- CHALLENGE: Count how many of the lines below contain the string "chopped", treating uppercase and lowercase as different, and reply with only that number.

- EXERCISE INPUT:
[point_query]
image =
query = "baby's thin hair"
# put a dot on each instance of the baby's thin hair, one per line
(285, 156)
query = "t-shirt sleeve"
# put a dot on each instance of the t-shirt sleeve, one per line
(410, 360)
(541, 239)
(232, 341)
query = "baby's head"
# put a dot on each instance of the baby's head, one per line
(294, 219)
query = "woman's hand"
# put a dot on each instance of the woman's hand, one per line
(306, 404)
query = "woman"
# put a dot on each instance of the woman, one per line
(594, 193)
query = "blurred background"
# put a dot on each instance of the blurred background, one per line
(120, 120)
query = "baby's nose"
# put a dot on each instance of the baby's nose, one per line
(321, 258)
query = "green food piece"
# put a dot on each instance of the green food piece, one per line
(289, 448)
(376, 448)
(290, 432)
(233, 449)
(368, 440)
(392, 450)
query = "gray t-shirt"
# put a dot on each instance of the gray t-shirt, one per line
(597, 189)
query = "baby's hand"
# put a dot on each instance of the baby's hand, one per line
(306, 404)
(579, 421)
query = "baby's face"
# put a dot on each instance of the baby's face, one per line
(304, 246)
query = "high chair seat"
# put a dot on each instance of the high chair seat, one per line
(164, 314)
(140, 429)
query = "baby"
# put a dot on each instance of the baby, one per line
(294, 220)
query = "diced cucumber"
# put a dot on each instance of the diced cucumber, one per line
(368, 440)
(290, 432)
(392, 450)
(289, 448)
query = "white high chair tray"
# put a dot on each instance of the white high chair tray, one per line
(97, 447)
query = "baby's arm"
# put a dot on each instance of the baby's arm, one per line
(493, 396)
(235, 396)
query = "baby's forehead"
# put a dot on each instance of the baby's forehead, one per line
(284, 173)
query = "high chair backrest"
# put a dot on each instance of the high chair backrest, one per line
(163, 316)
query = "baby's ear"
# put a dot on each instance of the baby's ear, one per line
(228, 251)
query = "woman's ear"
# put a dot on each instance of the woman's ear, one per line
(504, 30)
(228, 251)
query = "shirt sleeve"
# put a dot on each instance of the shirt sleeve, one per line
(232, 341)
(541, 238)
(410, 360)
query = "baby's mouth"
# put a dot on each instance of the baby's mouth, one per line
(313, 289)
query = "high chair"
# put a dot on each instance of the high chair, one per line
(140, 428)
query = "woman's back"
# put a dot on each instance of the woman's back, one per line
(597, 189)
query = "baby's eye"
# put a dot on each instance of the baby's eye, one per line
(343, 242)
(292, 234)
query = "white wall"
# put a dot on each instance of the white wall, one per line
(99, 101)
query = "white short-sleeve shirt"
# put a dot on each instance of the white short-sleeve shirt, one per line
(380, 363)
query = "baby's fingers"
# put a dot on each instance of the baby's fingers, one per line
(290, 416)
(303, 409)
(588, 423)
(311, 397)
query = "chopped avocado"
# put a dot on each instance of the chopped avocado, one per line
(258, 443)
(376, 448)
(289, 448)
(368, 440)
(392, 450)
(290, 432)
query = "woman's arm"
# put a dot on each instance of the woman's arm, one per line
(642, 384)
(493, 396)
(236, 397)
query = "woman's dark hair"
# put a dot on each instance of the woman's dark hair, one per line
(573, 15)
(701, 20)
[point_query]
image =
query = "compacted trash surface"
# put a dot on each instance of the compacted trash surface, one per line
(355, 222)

- WRITTEN SOLUTION: 2